Many businesses are responsible for maintaining large amounts of confidential data, including customer records, medical records, financial reports, sensitive documents, and much more. It’s very common for these types of information to be transmitted via email or other services. So how can you ensure confidential data transmitted via email is kept private? How can you ensure the integrity of transmitted data?
Businesses need to ensure confidentiality, data integrity, message authentication (proof of origin), and non-repudiation (proof of content and its origin). Read on to learn more about signing and verifying authenticity of the signed file.
GnuPG offers three options for signing data:
--detach-sign
Create binary or ASCII-armored detached signature from input
--clearsign
Wrap input in plaintext signature
--sign
Encode input into binary or ASCII-armored output with an integrated signature
Let's take a simple example of how to sign a document.
gpg --clearsign file.txt
Signed file is saved as file.txt.asc and this is the content:
-----BEGIN PGP SIGNED MESSAGE-----
Hash: SHA512
I want to sign this message!
-----BEGIN PGP SIGNATURE-----
iQIzBAEBCgAdFiEEar1XMrK21wy...

**Instructions for the task**
Write out the entire passage on signing files with GnuPG word for word, keeping every line, including the command and signature lines.

**Information**
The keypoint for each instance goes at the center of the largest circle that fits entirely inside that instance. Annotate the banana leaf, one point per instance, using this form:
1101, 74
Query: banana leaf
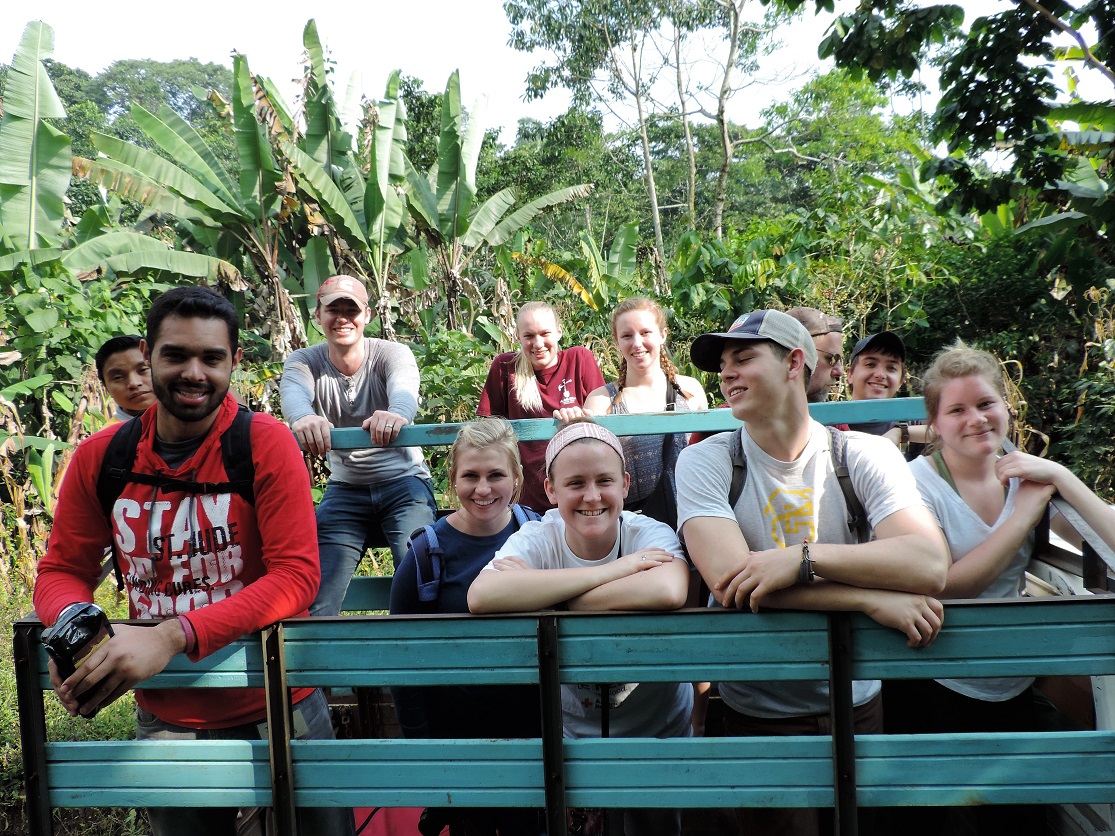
423, 202
313, 180
127, 182
168, 175
622, 259
259, 173
522, 216
177, 137
487, 216
35, 166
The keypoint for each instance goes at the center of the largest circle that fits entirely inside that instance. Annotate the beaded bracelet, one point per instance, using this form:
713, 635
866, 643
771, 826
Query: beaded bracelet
805, 573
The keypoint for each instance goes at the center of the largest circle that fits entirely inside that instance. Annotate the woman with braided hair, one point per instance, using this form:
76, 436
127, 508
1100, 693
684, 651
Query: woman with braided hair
539, 380
648, 382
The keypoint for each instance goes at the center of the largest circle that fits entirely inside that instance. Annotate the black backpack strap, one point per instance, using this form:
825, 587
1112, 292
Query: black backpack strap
427, 563
856, 515
119, 456
236, 454
738, 467
115, 467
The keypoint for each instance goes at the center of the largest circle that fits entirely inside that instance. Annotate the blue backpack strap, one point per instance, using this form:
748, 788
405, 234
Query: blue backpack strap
427, 563
523, 514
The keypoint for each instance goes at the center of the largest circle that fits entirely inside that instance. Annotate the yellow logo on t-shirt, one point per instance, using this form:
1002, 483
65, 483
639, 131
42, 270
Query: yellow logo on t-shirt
791, 515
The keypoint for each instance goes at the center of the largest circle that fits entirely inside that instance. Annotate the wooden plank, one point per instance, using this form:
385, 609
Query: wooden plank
418, 773
709, 420
411, 650
759, 771
694, 645
160, 773
1019, 637
1002, 768
368, 594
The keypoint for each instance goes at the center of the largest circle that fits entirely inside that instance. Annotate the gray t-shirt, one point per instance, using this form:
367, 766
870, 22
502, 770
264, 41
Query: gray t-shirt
782, 504
387, 380
647, 709
963, 530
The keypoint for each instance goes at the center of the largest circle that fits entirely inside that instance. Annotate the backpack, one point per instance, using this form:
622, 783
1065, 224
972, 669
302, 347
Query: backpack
856, 516
428, 553
120, 455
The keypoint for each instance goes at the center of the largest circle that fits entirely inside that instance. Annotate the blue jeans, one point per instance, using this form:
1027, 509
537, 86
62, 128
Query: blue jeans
311, 720
351, 518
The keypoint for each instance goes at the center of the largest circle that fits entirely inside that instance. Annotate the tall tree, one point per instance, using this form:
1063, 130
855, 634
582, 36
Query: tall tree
602, 50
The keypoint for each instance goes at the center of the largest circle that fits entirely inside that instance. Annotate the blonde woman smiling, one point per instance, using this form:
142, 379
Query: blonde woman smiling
648, 382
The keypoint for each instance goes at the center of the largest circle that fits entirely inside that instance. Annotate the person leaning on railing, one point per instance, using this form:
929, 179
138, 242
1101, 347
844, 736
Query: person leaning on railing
589, 554
987, 505
539, 380
377, 495
485, 480
204, 562
785, 542
648, 382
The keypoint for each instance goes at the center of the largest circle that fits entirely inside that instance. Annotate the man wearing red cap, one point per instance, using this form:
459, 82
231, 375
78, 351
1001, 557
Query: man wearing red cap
378, 495
783, 540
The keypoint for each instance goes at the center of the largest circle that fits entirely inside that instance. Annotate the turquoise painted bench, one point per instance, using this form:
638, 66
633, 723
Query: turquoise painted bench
1047, 637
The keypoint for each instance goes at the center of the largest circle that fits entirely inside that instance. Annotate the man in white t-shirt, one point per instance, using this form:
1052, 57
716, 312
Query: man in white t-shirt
786, 542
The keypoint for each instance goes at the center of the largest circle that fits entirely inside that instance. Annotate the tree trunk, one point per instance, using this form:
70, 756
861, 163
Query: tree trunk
648, 161
690, 153
727, 146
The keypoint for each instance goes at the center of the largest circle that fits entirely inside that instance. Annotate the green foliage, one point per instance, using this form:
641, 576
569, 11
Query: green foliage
573, 147
34, 154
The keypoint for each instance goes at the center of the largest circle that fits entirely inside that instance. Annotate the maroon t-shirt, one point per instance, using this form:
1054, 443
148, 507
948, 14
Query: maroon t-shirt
565, 384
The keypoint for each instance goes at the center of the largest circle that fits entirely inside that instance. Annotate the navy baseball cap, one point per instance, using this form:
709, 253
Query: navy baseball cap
885, 341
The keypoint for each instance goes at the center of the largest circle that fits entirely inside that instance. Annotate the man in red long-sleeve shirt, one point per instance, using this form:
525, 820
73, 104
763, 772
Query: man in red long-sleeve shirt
207, 566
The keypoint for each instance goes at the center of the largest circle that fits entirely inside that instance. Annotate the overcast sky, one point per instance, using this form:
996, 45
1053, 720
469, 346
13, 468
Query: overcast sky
424, 38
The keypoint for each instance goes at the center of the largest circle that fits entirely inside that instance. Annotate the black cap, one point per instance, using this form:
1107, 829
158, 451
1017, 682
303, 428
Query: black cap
885, 341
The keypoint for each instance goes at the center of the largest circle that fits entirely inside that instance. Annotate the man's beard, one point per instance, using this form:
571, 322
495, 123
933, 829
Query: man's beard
183, 412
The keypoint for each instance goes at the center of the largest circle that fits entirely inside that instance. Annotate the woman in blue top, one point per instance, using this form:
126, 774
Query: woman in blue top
485, 478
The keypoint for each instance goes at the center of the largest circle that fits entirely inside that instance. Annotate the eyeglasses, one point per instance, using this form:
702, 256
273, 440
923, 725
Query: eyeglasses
830, 324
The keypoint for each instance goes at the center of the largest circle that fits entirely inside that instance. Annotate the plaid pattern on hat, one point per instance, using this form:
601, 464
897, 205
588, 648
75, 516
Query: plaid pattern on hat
342, 287
773, 326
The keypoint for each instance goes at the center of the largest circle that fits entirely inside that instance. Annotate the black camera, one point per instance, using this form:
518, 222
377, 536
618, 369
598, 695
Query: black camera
80, 629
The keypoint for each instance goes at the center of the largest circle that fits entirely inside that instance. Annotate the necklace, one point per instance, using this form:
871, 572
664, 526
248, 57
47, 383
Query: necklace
351, 382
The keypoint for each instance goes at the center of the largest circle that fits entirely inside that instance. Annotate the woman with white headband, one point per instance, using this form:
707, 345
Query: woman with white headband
590, 554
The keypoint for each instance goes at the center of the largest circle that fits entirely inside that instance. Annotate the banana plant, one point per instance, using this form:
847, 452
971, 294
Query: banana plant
252, 215
35, 156
604, 278
355, 188
440, 202
35, 173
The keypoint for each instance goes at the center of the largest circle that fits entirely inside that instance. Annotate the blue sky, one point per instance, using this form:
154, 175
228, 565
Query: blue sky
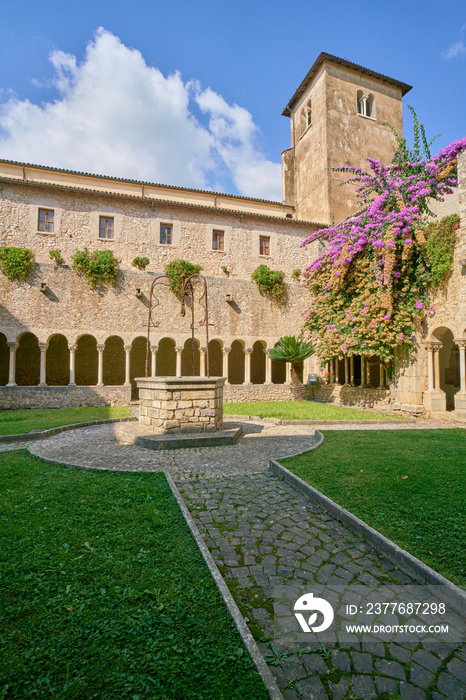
192, 93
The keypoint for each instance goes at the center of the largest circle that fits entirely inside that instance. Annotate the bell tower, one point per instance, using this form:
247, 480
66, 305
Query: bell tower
337, 117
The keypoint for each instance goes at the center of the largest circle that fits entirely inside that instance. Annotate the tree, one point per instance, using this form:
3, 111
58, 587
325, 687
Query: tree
294, 350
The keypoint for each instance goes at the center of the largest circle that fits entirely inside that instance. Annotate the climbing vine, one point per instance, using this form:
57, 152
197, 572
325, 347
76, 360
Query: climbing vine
98, 267
270, 282
16, 263
175, 269
370, 288
440, 246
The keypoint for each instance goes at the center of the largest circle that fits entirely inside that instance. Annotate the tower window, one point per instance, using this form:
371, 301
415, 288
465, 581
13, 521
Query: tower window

**Result**
Many businesses are responsible for maintaining large amounts of confidential data, including customer records, medical records, financial reports, sensitive documents, and much more. It’s very common for these types of information to be transmitted via email or other services. So how can you ensure confidential data transmitted via email is kept private? How can you ensure the integrity of transmitted data?
Businesses need to ensure confidentiality, data integrity, message authentication (proof of origin), and non-repudiation (proof of content and its origin). Read on to learn more about signing and verifying authenticity of the signed file.
GnuPG offers three options for signing data:
--detach-sign
Create binary or ASCII-armored detached signature from input
--clearsign
Wrap input in plaintext signature
--sign
Encode input into binary or ASCII-armored output with an integrated signature
Let's take a simple example of how to sign a document.
gpg --clearsign file.txt
Signed file is saved as file.txt.asc and this is the content:
-----BEGIN PGP SIGNED MESSAGE-----
Hash: SHA512
I want to sign this message!
-----BEGIN PGP SIGNATURE-----
iQIzBAEBCgAdFiEEar1XMrK21wy...